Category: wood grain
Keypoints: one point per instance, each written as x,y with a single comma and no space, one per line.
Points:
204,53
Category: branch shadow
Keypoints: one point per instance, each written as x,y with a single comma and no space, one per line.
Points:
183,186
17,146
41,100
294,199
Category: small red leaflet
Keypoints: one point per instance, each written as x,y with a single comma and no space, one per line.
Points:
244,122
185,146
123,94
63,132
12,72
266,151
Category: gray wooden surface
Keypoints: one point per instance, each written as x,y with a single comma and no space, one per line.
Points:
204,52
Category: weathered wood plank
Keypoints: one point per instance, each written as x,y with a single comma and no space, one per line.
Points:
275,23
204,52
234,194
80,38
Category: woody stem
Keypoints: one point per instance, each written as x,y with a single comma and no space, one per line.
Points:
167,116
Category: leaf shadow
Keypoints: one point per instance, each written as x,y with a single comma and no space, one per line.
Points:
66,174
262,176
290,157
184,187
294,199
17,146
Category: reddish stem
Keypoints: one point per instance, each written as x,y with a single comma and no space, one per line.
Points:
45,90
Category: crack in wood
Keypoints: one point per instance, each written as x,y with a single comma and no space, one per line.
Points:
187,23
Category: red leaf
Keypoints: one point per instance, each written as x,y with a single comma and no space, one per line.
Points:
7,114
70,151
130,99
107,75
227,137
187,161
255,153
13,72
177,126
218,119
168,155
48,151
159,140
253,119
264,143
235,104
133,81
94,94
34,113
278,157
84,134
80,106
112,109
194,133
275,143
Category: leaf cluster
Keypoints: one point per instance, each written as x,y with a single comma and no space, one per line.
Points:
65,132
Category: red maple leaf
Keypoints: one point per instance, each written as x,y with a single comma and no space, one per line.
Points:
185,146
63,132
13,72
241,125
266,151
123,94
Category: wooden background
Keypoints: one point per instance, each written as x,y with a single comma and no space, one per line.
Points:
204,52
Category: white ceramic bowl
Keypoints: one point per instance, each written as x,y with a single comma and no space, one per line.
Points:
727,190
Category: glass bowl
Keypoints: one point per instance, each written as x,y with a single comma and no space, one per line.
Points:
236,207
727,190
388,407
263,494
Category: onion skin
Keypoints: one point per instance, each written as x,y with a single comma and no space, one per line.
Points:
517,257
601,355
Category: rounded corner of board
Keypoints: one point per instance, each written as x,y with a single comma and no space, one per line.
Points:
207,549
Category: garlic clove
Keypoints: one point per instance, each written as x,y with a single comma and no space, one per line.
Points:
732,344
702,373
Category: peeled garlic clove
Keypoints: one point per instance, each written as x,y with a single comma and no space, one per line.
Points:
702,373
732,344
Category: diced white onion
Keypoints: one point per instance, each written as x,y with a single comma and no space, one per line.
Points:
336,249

_____

Write out every line of the items above as a numbered list, and leave out any blank lines.

## [Solution to the exercise]
1. Category: wood grain
2. Keypoints: one point per instance, each written as x,y with a single comma and no space, one per line.
3. Points:
4. 204,53
5. Category: branch shadow
6. Keypoints: one point per instance, each written as x,y with a single comma and no space, one per line.
7. Points:
8. 183,186
9. 17,146
10. 41,100
11. 294,199
12. Category: small red leaflet
13. Keypoints: one point per instance, each written as x,y with a single comma and no space, one per line.
14. Points:
15. 244,122
16. 185,146
17. 123,94
18. 63,132
19. 12,72
20. 266,151
21. Category: gray wooden surface
22. Keypoints: one point per instance, each written as x,y with a single comma and no space, one per line.
23. Points:
24. 204,52
25. Category: weathered wood plank
26. Keypoints: one point per instance, each written as x,y with a single comma and no space, one per line.
27. Points:
28. 275,23
29. 204,52
30. 234,194
31. 80,38
32. Category: woody stem
33. Keypoints: one point per instance, each written as x,y with a single comma and no space, one per line.
34. Points:
35. 167,116
36. Category: leaf shadow
37. Keypoints: one point per instance, each written as x,y with a single comma and no space, one per line.
38. Points:
39. 66,174
40. 262,176
41. 290,157
42. 184,187
43. 294,199
44. 17,146
45. Category: reddish stem
46. Keypoints: one point per instance, each written as x,y with a single comma and no space, one per line.
47. Points:
48. 45,90
49. Category: crack in wood
50. Keypoints: one point per instance, each written as x,y with a single comma and no space, one per line.
51. Points:
52. 187,23
53. Category: red leaf
54. Keypoints: one point per instance, each written as x,y with a single comma and no space, one per line.
55. Points:
56. 7,114
57. 70,151
58. 130,99
59. 107,75
60. 227,137
61. 187,161
62. 255,153
63. 13,72
64. 177,126
65. 218,119
66. 168,155
67. 48,151
68. 159,140
69. 253,119
70. 264,143
71. 235,104
72. 133,81
73. 94,94
74. 34,113
75. 278,157
76. 84,134
77. 80,106
78. 112,109
79. 194,133
80. 275,143
81. Category: leaf cluster
82. Keypoints: one point per instance, each written as x,y with a single comma and no space, one per line.
83. Points:
84. 65,132
85. Category: red maple leaf
86. Keypoints: one point per instance, each written as x,y with a single comma and no space, one per line.
87. Points:
88. 185,146
89. 63,132
90. 13,72
91. 241,125
92. 266,151
93. 123,94
94. Category: wooden background
95. Keypoints: one point per instance, each written as x,y with a single comma and no space, one per line.
96. Points:
97. 204,52
98. Category: white ceramic bowl
99. Keypoints: one point per instance, each written as x,y with a single comma and no space, one per line.
100. Points:
101. 727,190
102. Category: glass bowl
103. Keypoints: one point per instance, each written as x,y with a single comma and no space, one per line.
104. Points:
105. 236,207
106. 727,190
107. 388,407
108. 263,494
109. Category: onion skin
110. Keypoints: one point per instance, each written as x,y with a single comma and no space, one per line.
111. Points:
112. 517,257
113. 601,355
114. Category: rounded corner of board
115. Keypoints: one point per instance, each written as x,y with a single comma and no space, one per line.
116. Points:
117. 207,549
118. Category: garlic clove
119. Keypoints: one point per instance, each written as x,y with a single comma and no space, one per line.
120. Points:
121. 732,344
122. 702,373
123. Category: peeled garlic clove
124. Keypoints: one point per instance, each written as x,y with a single comma and no space, one per line.
125. Points:
126. 702,373
127. 732,344
128. Category: diced white onion
129. Keypoints: one point per instance, each written as x,y with a single comma and no space, one per line.
130. Points:
131. 336,249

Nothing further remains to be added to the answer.